— start Passage provided —
+ mm-zsmalloc-change-back-to-per-size_class-lock.patch added to mm-unstable branch

Andrew Morton <akpm@xxxxxxxxxxxxxxxxxxxx> · Mon, 17 Jun 2024 13:01:57 -0700

The patch titled
     Subject: mm/zsmalloc: change back to per-size_class lock
has been added to the -mm mm-unstable branch.  Its filename is
     mm-zsmalloc-change-back-to-per-size_class-lock.patch

This patch will shortly appear at
     https://git.kernel.org/pub/scm/linux/kernel/git/akpm/25-new.git/tree/patches/mm-zsmalloc-change-back-to-per-size_class-lock.patch

This patch will later appear in the mm-unstable branch at
    git://git.kernel.org/pub/scm/linux/kernel/git/akpm/mm

Before you just go and hit "reply", please:
   a) Consider who else should be cc'ed
   b) Prefer to cc a suitable mailing list as well
   c) Ideally: find the original patch on the mailing list and do a
      reply-to-all to that, adding suitable additional cc's

*** Remember to use Documentation/process/submit-checklist.rst when testing your code ***

The -mm tree is included into linux-next via the mm-everything
branch at git://git.kernel.org/pub/scm/linux/kernel/git/akpm/mm
and is updated there every 2-3 working days

------------------------------------------------------
From: Chengming Zhou <zhouchengming@xxxxxxxxxxxxx>
Subject: mm/zsmalloc: change back to per-size_class lock
Date: Mon, 17 Jun 2024 20:57:40 +0800

Patch series "mm/zsmalloc: change back to per-size_class lock".
— end Passage provided —
Given task a.
Answer these questions about the patch notice, one answer per line:
(i) To which branch has the patch been added?
(ii) How often is the -mm tree updated in linux-next?
(iii) Which document should be used when testing code?
— start Available data —
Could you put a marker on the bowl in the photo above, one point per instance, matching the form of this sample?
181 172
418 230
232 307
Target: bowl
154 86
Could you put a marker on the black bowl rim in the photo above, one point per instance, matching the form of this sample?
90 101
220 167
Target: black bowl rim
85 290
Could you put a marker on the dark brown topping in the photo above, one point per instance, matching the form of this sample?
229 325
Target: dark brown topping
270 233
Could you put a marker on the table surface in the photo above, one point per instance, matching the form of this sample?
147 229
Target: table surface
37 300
— end Available data —
— start Available data —
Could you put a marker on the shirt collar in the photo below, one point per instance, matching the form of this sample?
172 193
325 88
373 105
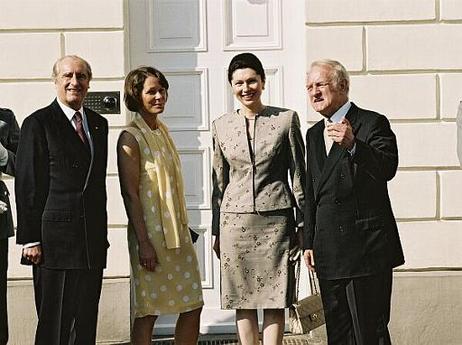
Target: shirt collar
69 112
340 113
— end Available data —
— start Available data —
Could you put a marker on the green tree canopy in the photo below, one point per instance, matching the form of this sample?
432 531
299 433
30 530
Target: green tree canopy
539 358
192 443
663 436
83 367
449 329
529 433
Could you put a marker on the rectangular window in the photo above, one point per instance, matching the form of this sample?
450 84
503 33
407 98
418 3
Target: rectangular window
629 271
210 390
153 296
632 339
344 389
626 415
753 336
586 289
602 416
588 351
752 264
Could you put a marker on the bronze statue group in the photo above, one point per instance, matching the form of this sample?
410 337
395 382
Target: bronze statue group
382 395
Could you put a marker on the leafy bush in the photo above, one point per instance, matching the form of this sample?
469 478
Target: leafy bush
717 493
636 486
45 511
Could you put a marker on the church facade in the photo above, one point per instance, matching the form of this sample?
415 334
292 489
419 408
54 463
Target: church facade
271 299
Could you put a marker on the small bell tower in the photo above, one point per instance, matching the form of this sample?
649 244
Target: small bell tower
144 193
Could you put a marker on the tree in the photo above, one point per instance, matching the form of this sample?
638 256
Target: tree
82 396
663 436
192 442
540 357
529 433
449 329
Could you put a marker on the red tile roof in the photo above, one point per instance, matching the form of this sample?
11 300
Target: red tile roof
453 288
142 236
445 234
— end Available data —
Given task b. Report every line of the records that contains the word "brown", copied in full. Case counts.

Exercise output a.
(i) The -mm mm-unstable branch.
(ii) Every 2-3 working days.
(iii) Documentation/process/submit-checklist.rst.

Exercise output b.
Could you put a marker on the dark brown topping in the photo above, one point per instance, matching the form of this sample?
Target: dark brown topping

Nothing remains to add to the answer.